◆ STATED EXERCISE
Write out exactly the lines below that run from the line containing "Point out every instance of the wall-mounted" through the last line of the records.

◆ DATA RECORDS

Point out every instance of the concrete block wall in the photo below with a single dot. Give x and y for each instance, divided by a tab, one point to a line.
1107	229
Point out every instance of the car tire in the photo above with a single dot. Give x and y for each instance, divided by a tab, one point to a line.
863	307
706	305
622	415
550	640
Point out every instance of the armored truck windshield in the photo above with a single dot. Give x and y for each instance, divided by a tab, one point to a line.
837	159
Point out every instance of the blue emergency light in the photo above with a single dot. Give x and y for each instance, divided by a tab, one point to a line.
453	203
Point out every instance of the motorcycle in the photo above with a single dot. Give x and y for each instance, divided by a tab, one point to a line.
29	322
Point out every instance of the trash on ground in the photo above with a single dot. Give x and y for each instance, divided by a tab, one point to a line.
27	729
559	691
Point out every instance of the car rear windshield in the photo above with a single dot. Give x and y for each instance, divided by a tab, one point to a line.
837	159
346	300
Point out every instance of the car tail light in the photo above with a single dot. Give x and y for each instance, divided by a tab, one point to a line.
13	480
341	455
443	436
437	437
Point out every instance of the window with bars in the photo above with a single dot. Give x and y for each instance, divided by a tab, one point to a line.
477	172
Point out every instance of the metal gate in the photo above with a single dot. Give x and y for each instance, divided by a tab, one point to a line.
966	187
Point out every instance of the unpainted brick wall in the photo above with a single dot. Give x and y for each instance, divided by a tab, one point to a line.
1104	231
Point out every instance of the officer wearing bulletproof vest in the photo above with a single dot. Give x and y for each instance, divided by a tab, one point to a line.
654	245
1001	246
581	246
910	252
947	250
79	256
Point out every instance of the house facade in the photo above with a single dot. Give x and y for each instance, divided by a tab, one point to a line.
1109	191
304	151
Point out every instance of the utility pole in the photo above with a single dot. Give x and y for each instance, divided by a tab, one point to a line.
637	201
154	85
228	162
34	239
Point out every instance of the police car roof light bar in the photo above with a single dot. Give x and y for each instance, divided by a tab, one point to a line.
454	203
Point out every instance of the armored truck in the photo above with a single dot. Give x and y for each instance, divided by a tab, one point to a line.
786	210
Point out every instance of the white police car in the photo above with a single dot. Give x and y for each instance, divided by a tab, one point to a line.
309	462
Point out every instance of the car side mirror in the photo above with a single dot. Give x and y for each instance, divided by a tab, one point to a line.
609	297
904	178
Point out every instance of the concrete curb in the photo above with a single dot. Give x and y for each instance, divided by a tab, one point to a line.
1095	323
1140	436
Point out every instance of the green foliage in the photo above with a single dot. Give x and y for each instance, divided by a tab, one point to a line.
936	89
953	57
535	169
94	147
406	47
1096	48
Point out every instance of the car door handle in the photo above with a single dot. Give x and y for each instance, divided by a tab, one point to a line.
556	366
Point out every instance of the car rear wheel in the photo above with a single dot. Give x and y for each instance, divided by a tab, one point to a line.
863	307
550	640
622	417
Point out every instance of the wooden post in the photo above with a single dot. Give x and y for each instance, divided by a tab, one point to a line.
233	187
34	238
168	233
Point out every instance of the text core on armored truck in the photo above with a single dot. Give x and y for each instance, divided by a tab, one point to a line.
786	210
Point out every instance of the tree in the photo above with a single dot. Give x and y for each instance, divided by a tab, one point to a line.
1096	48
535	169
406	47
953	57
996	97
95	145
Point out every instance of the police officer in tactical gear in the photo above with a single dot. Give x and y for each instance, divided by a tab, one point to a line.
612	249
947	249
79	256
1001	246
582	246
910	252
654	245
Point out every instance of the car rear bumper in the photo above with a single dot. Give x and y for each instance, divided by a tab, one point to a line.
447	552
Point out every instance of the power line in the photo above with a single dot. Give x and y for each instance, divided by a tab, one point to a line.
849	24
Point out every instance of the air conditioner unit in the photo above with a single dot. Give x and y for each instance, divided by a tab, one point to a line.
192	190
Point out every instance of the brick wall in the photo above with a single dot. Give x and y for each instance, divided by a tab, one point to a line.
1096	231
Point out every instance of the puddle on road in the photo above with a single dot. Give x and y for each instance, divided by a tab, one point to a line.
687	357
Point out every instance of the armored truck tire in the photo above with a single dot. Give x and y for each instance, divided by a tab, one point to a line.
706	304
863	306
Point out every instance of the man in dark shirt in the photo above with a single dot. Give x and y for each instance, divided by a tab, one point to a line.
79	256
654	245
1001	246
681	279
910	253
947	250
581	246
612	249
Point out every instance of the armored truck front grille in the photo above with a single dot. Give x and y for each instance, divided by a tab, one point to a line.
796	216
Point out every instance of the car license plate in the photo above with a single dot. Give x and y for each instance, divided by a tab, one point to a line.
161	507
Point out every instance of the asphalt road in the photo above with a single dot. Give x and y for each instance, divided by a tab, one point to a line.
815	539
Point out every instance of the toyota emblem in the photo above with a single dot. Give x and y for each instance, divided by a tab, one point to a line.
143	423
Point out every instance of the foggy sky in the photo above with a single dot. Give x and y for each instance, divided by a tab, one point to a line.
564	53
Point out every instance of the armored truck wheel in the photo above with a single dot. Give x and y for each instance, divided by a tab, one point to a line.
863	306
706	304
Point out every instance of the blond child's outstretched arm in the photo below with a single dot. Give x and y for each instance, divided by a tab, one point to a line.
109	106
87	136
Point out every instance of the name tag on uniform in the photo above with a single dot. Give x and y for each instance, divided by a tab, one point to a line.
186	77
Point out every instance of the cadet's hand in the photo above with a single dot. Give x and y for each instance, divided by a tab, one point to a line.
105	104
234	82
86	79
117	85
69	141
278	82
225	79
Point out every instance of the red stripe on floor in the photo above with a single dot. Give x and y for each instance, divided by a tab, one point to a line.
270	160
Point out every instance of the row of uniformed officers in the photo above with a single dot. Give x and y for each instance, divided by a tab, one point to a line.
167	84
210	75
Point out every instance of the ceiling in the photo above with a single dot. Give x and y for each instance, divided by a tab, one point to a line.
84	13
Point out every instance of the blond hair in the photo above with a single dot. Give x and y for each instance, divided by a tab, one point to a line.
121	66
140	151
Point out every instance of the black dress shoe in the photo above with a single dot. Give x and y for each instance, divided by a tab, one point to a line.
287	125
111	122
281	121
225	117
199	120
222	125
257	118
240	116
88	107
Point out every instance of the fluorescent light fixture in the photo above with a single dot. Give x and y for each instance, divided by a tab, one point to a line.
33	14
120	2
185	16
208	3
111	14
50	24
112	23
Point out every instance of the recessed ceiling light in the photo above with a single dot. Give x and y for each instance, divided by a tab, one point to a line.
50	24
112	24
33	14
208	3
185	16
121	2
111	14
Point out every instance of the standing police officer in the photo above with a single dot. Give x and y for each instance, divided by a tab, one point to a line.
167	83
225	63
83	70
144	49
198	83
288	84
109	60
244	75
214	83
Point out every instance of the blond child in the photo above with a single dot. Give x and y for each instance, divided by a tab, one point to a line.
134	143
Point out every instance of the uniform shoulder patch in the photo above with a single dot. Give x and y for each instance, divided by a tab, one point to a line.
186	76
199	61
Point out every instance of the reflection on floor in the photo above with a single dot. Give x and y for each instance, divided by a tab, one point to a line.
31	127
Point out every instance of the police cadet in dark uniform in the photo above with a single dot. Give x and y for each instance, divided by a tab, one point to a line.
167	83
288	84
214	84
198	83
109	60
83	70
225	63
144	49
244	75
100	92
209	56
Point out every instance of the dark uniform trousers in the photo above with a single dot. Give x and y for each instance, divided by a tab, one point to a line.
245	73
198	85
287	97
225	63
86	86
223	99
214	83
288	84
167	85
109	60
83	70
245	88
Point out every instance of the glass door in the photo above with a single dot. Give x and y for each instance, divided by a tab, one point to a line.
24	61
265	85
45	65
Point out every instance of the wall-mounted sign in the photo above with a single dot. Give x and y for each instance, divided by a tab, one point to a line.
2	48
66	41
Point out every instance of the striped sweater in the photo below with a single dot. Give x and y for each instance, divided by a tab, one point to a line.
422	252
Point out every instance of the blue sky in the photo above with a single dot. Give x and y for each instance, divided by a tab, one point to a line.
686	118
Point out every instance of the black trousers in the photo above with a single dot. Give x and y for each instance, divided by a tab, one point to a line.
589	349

◆ RESPONSE BELOW
Point out every instance of the wall-mounted sign in the photo above with a single dot. Give x and y for each instance, divided by a tab, one point to a line.
2	48
66	41
Point out every instance of the striped sweater in the photo below with a single dot. Give x and y for each instance, divided by a tab, one point to a line.
422	252
Point out every instance of the blue sky in the photo above with a single dot. Give x and y for each instance, divided by a tab, one point to a line.
686	118
Point out every instance of the black trousers in the photo above with a single dot. Give x and y for each instance, divided by a tab, one point to a line.
589	349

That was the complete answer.